• _Data supplied_
......

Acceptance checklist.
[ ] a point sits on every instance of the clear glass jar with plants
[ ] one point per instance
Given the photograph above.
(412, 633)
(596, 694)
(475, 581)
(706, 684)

......

• _What to work on_
Extract every line above exactly as it stands.

• _Answer to this task_
Acceptance checklist.
[ ] a point sits on every instance of the clear glass jar with plants
[ ] one point per instance
Given the photograph above.
(412, 633)
(596, 694)
(475, 581)
(706, 684)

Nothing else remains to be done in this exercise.